Excerpts from a point labeling dataset:
__________

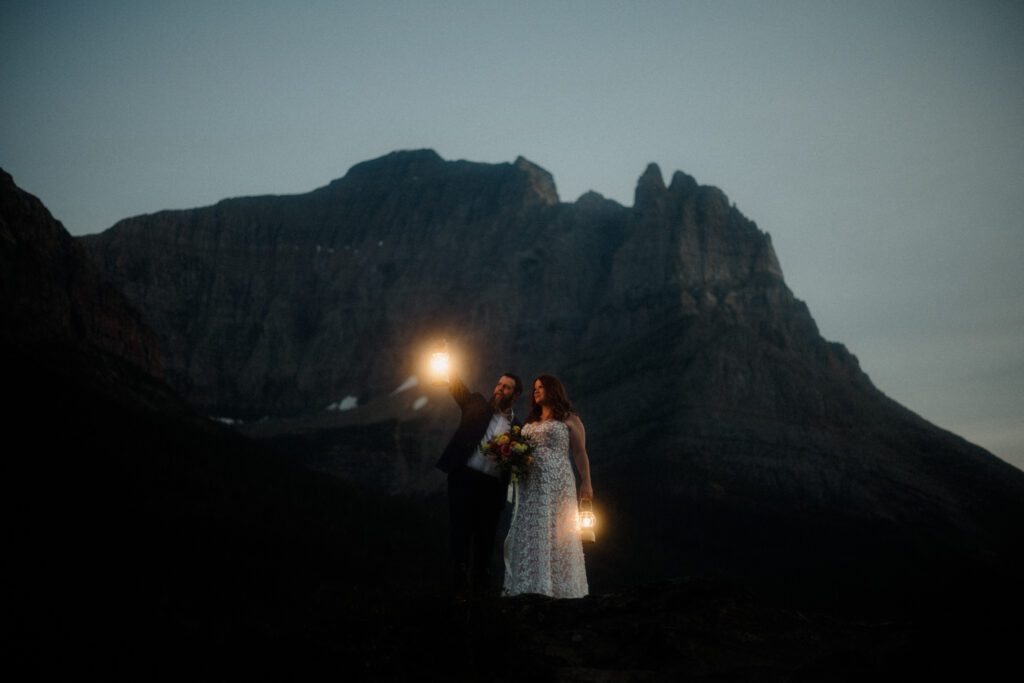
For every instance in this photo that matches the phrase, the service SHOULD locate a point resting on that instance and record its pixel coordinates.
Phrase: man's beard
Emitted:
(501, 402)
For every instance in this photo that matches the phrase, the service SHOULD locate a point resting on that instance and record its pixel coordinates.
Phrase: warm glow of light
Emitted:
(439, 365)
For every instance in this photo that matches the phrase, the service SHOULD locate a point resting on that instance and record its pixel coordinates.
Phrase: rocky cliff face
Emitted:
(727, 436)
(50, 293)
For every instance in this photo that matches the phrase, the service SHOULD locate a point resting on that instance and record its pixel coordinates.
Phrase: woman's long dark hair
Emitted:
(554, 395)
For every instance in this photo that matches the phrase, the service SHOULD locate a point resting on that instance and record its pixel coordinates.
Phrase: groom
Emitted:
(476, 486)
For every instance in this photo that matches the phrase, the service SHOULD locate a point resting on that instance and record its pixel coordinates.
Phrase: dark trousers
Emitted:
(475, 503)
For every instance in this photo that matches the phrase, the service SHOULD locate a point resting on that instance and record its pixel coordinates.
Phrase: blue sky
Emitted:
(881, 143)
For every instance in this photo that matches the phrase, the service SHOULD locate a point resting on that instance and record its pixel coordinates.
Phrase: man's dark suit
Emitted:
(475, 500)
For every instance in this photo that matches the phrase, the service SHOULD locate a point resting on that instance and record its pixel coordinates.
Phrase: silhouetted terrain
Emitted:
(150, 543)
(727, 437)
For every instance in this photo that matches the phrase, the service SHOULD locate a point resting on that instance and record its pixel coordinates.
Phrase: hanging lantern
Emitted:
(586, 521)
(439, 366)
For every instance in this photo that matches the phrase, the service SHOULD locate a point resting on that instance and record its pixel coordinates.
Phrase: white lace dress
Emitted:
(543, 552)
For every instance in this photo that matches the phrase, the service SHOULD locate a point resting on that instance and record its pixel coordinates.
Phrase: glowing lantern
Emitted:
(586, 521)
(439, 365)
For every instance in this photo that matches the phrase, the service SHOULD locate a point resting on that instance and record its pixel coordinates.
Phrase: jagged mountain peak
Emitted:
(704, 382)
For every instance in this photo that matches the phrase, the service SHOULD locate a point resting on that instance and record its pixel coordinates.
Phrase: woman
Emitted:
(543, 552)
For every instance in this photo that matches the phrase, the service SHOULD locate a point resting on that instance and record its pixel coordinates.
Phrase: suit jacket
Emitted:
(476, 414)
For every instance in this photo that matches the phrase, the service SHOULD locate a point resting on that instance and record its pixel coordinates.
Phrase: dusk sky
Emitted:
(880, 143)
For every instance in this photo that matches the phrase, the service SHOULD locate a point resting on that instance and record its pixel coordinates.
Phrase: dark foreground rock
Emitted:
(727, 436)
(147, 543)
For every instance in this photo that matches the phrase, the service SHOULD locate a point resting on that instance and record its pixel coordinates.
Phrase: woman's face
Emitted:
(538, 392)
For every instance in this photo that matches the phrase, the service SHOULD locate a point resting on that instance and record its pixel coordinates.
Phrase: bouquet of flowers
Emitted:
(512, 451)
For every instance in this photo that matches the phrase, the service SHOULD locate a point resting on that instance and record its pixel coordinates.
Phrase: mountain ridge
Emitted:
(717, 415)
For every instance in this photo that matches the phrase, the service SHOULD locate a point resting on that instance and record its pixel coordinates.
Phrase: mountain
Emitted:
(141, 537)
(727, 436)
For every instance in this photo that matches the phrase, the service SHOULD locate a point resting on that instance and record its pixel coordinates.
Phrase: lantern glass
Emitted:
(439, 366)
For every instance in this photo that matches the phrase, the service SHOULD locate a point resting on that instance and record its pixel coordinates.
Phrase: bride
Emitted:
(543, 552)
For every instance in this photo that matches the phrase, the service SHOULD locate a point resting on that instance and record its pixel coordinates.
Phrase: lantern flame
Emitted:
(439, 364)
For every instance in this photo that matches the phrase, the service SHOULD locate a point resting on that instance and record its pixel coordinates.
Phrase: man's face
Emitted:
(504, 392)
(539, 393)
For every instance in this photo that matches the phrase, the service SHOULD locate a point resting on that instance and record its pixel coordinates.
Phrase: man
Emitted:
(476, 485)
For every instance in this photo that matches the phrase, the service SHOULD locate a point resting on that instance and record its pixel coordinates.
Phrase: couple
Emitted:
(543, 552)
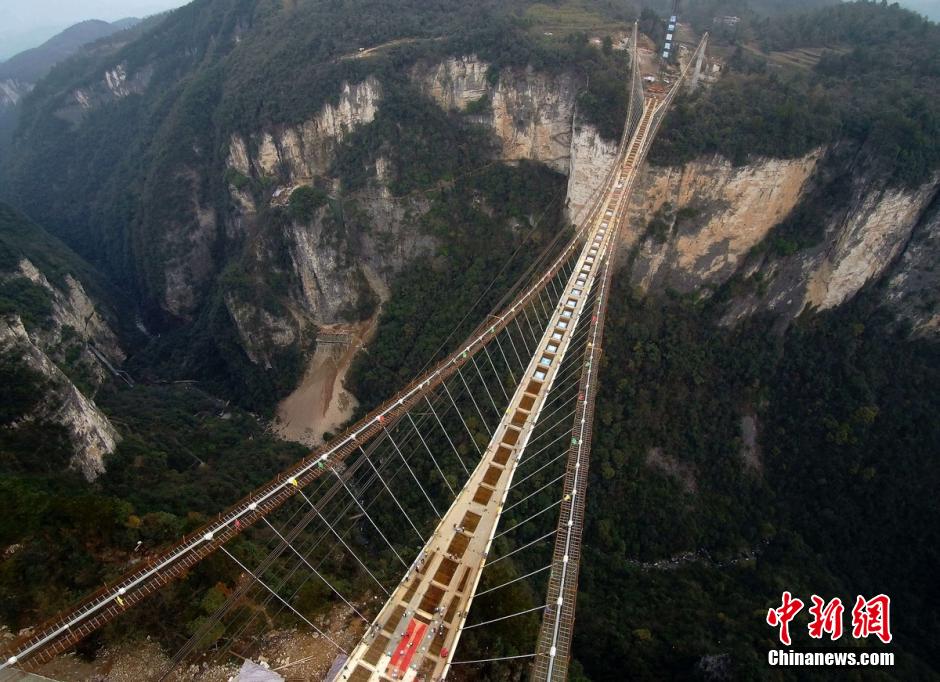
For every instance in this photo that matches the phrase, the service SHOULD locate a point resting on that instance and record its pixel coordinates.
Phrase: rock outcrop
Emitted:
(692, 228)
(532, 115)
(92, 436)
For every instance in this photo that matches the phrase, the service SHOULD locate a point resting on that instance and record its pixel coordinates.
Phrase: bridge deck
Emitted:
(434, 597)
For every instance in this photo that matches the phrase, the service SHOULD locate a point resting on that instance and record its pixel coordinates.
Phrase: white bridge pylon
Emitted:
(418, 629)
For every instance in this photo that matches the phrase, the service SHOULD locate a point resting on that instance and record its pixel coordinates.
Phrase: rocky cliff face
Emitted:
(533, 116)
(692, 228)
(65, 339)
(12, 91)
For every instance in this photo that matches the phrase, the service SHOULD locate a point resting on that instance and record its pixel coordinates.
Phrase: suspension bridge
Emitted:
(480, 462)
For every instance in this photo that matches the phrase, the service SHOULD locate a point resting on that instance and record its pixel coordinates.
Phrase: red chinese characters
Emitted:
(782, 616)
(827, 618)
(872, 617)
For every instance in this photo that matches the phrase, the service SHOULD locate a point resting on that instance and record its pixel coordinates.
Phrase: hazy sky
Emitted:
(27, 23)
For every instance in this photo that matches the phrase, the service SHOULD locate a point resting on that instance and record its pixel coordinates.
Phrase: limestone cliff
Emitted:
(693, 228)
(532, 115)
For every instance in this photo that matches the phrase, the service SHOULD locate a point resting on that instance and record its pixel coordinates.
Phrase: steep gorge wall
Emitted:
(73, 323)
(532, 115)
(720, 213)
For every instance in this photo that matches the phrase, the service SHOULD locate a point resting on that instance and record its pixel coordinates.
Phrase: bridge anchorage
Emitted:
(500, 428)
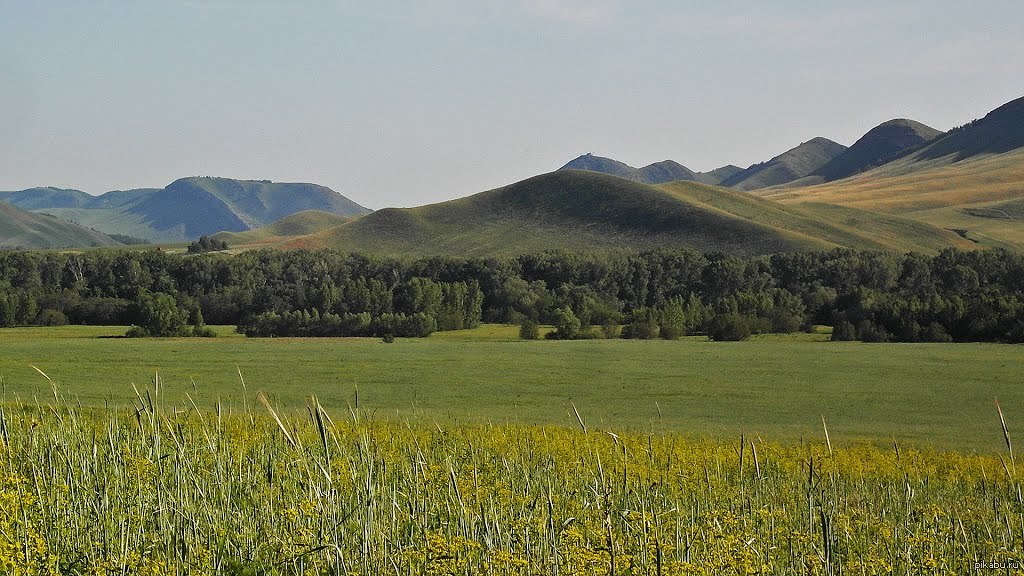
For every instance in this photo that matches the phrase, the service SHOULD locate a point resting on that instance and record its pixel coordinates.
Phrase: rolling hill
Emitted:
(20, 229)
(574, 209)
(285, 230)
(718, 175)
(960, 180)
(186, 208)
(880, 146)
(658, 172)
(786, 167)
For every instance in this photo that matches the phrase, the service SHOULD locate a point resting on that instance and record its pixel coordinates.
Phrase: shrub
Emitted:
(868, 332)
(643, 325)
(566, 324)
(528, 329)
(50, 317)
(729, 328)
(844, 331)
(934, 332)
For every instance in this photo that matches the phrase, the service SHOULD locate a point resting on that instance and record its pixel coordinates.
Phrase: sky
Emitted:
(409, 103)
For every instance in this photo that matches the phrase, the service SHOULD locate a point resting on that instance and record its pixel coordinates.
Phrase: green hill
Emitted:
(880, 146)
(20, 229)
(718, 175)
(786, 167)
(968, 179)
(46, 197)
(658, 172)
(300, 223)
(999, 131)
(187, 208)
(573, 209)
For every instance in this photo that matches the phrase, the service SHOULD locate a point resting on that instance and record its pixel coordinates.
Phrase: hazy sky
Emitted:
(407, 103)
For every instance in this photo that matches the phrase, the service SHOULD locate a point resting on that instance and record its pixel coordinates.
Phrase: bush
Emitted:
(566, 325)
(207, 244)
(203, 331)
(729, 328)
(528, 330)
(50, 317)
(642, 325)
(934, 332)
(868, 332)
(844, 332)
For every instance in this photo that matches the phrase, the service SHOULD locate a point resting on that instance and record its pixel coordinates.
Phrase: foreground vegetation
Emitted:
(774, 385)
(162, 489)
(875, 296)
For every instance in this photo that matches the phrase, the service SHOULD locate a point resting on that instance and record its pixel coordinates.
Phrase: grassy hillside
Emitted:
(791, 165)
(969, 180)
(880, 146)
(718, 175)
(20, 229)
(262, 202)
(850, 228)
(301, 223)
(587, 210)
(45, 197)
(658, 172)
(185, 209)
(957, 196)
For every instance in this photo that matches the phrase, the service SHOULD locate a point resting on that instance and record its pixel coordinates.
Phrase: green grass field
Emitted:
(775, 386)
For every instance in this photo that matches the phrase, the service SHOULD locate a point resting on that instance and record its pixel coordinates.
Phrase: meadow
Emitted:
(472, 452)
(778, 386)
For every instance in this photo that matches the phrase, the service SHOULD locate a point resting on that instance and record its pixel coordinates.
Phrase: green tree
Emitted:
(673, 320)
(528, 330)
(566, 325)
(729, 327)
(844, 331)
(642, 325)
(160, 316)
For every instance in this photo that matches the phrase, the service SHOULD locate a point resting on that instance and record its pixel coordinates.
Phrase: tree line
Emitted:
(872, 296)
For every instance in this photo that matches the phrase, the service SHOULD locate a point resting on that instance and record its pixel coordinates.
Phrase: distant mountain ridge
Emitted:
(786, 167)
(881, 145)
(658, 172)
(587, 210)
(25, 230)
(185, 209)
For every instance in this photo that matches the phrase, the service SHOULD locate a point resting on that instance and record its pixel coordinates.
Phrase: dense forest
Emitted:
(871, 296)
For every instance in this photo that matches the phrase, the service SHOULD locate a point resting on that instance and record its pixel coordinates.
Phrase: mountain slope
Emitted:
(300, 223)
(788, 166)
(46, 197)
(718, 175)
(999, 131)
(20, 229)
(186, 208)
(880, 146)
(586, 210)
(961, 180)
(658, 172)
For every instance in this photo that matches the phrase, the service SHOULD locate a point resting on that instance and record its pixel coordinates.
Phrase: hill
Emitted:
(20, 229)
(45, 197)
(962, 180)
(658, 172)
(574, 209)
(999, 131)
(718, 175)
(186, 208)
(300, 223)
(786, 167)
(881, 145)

__________

● **DIRECTIONS**:
Which lines of the rows above contain the string "mountain"? Pick them out and copy each one, matching case exactly.

● **WRITTEN ANSWER**:
Phrase: jagged mountain peak
Phrase: mountain ridge
Phrase: mountain
Phrase: distant mountain ridge
Phrase: mountain slope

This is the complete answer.